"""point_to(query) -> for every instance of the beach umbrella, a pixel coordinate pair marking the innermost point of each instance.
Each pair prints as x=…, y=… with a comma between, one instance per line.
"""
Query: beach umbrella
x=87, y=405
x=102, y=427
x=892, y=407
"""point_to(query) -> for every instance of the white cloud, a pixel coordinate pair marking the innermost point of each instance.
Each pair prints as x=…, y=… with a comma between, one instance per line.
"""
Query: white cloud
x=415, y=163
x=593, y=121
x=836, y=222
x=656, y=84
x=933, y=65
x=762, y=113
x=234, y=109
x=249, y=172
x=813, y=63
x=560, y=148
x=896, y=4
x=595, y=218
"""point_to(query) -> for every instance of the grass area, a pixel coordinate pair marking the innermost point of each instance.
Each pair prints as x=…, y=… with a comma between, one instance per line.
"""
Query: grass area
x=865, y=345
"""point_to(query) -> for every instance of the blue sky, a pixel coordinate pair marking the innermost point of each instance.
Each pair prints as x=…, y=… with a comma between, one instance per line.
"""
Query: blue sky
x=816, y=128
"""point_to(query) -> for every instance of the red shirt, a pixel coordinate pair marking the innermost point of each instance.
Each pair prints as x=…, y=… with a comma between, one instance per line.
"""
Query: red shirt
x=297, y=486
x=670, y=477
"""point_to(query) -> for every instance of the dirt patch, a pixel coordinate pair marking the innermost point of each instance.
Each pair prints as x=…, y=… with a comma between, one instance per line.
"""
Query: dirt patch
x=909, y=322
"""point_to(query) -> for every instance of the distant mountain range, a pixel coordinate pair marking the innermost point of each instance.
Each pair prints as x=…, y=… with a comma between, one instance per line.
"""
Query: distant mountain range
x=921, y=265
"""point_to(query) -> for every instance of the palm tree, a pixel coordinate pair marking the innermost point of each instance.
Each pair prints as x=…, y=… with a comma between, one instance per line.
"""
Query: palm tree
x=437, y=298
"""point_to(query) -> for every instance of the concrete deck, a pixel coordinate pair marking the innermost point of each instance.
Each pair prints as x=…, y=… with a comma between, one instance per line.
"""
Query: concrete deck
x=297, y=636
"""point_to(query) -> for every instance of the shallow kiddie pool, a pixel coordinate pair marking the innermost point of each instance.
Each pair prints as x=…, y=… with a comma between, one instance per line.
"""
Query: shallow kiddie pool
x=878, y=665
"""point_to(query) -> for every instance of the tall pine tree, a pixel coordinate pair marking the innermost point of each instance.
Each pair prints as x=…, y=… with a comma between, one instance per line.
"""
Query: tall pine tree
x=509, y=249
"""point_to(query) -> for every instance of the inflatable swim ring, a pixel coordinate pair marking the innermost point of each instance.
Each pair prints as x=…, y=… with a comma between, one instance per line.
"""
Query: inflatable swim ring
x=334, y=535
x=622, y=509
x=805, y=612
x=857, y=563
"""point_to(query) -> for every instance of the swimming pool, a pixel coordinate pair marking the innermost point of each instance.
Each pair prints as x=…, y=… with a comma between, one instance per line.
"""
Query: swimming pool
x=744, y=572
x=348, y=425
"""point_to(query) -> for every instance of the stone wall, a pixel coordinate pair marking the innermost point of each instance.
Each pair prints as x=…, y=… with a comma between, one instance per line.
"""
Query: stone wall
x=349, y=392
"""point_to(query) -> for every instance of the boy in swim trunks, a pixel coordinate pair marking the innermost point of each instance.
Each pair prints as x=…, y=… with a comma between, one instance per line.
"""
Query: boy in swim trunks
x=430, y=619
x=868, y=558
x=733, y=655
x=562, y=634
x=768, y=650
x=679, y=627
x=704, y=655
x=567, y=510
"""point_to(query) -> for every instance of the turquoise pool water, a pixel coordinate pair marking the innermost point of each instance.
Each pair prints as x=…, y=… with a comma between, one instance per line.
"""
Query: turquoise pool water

==================================================

● Exercise
Answer with one number, namely how many lines of the material hold the string "turquoise".

● Output below
2